* **Written task**: Reproduce the data in full, starting at its first line and ending at the line that contains "x=204 y=175". Shift every answer coordinate by adding 61 to each x and y value, and leave everything else unchanged.

____ Supplied records

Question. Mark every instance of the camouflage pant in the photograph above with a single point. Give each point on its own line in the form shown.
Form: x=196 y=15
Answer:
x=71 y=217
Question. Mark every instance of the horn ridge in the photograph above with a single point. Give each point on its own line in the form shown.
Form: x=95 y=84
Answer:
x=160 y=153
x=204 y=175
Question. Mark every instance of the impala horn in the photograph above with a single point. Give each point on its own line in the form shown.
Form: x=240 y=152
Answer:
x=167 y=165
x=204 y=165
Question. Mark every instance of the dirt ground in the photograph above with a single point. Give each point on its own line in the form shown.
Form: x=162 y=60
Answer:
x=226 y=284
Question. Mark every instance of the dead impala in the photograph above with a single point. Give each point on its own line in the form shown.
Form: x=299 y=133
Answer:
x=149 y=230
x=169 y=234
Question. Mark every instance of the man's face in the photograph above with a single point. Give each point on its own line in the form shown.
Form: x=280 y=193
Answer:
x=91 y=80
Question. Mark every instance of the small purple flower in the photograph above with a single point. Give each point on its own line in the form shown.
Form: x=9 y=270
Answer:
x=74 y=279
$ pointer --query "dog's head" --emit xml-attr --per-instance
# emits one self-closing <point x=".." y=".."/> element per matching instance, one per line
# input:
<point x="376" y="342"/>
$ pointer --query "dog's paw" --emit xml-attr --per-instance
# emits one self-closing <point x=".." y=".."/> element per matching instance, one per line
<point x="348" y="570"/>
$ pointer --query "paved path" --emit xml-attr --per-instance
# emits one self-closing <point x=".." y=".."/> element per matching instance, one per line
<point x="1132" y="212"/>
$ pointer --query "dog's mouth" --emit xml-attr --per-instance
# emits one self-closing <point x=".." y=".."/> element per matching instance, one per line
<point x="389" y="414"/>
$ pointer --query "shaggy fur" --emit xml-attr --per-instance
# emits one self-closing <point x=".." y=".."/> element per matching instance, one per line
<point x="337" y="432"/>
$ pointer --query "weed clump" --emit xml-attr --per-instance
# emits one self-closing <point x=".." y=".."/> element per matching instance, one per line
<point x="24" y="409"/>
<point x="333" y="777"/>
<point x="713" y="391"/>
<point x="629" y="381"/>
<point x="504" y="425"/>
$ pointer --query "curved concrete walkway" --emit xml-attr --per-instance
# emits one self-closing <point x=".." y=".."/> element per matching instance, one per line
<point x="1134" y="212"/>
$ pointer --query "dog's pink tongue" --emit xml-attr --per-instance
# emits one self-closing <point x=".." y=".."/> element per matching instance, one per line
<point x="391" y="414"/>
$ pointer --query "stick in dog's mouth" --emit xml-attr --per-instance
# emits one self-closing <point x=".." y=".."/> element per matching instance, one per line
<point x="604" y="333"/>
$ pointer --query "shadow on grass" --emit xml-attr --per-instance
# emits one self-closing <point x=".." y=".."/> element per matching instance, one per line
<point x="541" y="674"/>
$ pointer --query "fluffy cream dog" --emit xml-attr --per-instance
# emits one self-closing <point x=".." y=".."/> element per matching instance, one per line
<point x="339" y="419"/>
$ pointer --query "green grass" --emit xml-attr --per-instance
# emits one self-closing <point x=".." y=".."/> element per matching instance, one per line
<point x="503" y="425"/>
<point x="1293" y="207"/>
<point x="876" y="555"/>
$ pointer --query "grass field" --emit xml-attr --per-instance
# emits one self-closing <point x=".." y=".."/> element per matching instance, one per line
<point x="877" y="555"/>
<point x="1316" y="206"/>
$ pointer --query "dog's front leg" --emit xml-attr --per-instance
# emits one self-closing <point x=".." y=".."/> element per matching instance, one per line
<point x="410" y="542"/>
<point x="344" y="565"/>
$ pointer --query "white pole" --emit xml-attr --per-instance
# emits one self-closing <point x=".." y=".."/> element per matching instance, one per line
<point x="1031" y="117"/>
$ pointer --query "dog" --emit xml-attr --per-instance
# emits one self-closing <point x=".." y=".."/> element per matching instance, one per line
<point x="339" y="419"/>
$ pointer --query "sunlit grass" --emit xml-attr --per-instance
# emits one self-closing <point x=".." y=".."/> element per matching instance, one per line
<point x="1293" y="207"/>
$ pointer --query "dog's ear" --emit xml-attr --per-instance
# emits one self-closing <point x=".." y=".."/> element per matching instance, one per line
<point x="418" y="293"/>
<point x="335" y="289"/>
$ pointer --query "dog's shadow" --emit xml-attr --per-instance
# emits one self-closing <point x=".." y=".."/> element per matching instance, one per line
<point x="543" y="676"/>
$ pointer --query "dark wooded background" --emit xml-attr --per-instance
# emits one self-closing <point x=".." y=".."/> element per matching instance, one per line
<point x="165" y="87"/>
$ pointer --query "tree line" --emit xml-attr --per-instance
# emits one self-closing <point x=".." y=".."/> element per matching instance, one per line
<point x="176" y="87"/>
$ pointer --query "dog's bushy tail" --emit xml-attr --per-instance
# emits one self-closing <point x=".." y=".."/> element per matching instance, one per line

________

* **Final answer**:
Question. Mark every instance of the camouflage pant in the photograph above with a single point. Give each point on its own line in the form shown.
Form: x=196 y=15
Answer:
x=132 y=278
Question. Mark every instance of the horn ridge in the photograph above with a single point. Give each point on its own line in the form shown.
Form: x=95 y=84
Answer:
x=221 y=214
x=265 y=236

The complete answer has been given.